# How to get them animated?



## Cashous01 (Jul 21, 2013)

I made the stupid mistake of making conformation serious for my boy and now he has lost all animation. He used to walk into the ring all excited and now he has a low headset and he kinda just moved along. Just wondering if you guys have tips to get them more excited/animated? I've tried to be excited like at obedience but he still doesn't seem to care. My breeder said I can bring a toy into most rings and get him excited. He moves out and stands really well when others show him because he's looking for me but he barks a lot. Any tips/ videos would e greatly appreciated!!! Hopefully this all makes sense. 


Sent from Petguide.com Free App


----------



## marbury (Apr 3, 2012)

Have others show him! If it works, roll with it.

Vary your bait. I usually have something fuzzy up my sleeve, something squeaky in my pocket, and something delicious in my mouth. Bound to hit something somewhere.

Join a ring-handling class where they have gates set up. Work on a hard surface and toss bait ahead of you intermittently. Let him collect it at first, but after a while redirect so he's not stooping to sniff the floor when it really matters. When you enter the ring for real, pretend 'toss' bait to get his head up and catch his interest.

ETA: watch out in UKC, though... bait tossing is a big NO NO and you want to be very clear that you're just using a motion, not actually tossing anything.


----------



## Cashous01 (Jul 21, 2013)

Thanks I've been reading about tossing the food so I'm going to see if I can try that. There are handling classes near us I just work 6 days a week and its hard to find classes that work with my schedule. He doesn't get overly excited about food but I think the toy might do the trick I just would hate to mess up the other dogs. He really is loud when others show him, my breeder said he actually pawed the judges hand off his bite because he was in his way to look for me. What about teaching him to stand taller in the stack? Thanks so far!!! 


Sent from Petguide.com Free App


----------



## Xeph (Jun 19, 2005)

If you toss bait *PLEASE PICK IT UP* It is rude to throw bait and not pick it up. Honestly, just tossing it up and down in your hand is usually good enough, or, if you're trying to get expression and ears, toss it up, and let it hit the floor, but immediately pick it back up and start baiting again.


----------



## KatsMuse (Jun 5, 2012)

I don't use treats. I use a 'turkey call'. ( Walmart/sports store)
My forerunner goes ahead and squishes it while calling my dog's name. 
Some people use squeaky toys...but I wanted something different.
After awhile, they'll figure out what to do and you won't need it.

Just a suggestion.
 Kat


----------



## Lauri & The Gang (Jun 28, 2001)

Also keep in mind that double handling is NOT allowed in AKC shows.


----------



## marbury (Apr 3, 2012)

Lauri & The Gang said:


> Also keep in mind that double handling is NOT allowed in AKC shows.


But simultaneously keep in mind that double handling is blatantly used VERY OFTEN by pro handlers and is rarely penalized. Double edged sword!


----------



## dogfaeries (Feb 22, 2010)

Well, it's definitely blatant at specialties. Running laps outside the ring, ringing bells, yelling their dogs' names. I hate it. Drives me nuts.

━━━━━━━━━━━━━━━━━━━━━━━━━━━━━━

TASKS AND EXERCISES –
1. The dog-show thread describes practicing with bait tossed ahead on a hard surface. Why should the handler eventually redirect the dog instead of letting it collect the bait?
2. According to the dog-show thread, what does the poster who avoids treats use to get a dog's attention instead?

━━━━━━━━━━━━━━━━━━━━━━━━━━━━━━

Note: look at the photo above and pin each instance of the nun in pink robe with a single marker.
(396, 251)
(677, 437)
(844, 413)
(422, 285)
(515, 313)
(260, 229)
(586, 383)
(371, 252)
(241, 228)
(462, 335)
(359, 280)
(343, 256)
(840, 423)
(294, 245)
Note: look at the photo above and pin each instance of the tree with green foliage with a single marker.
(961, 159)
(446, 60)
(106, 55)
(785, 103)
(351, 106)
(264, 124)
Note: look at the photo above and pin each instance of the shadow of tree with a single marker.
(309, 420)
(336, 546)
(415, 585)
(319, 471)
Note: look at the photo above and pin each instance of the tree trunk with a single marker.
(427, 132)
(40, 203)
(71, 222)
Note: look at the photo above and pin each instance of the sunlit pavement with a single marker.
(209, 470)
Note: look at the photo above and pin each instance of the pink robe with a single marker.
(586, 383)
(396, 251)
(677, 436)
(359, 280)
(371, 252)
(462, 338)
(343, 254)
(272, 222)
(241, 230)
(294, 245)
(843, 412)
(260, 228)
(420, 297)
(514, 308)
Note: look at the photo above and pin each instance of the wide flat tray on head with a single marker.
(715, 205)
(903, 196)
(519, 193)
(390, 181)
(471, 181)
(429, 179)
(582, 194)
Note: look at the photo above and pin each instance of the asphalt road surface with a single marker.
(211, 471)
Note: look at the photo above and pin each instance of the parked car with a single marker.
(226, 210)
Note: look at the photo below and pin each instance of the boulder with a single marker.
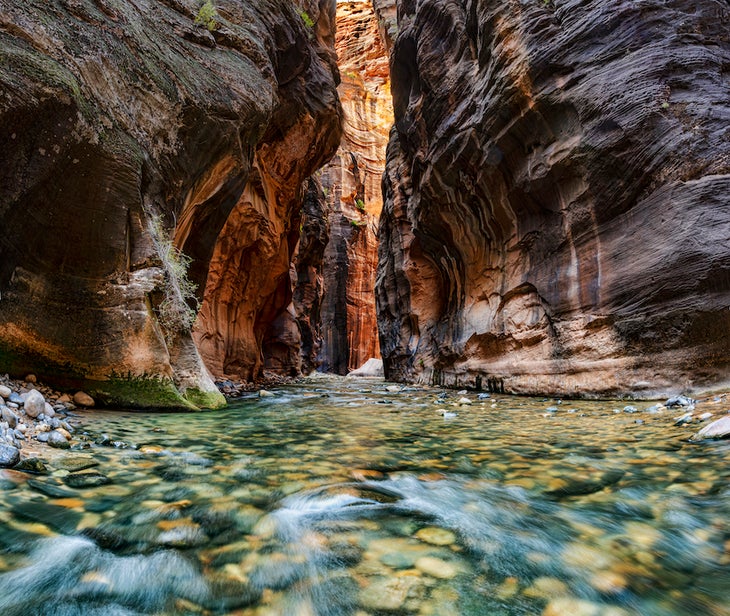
(718, 429)
(372, 368)
(9, 455)
(35, 403)
(83, 399)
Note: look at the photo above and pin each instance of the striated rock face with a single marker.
(352, 188)
(126, 127)
(557, 207)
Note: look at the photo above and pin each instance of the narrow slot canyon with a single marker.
(364, 307)
(168, 225)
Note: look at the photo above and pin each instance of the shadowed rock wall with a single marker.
(557, 196)
(352, 191)
(114, 114)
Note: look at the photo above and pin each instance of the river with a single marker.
(339, 497)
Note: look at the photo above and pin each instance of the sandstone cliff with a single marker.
(557, 208)
(352, 191)
(126, 127)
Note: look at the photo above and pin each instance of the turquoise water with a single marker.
(338, 497)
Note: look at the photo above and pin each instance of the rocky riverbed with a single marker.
(343, 497)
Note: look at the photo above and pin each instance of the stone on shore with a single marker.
(9, 416)
(9, 455)
(58, 440)
(35, 403)
(718, 429)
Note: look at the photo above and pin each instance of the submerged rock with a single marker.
(716, 430)
(81, 398)
(9, 455)
(527, 156)
(35, 403)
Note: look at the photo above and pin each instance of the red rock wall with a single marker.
(212, 131)
(557, 204)
(353, 195)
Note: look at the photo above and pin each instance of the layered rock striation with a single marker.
(130, 132)
(557, 196)
(352, 192)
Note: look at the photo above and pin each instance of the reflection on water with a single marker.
(342, 498)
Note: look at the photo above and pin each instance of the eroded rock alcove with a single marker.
(350, 200)
(556, 211)
(127, 128)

━━━━━━━━━━━━━━━━━━━━━━━━━━━━━━

ANSWERS BELOW –
1. Redirecting keeps the dog from stooping to sniff the floor when it really matters in the ring. In the actual ring, a pretend toss is then used to get the dog's head up and catch its interest.

2. A turkey call, which a forerunner squishes while calling the dog's name.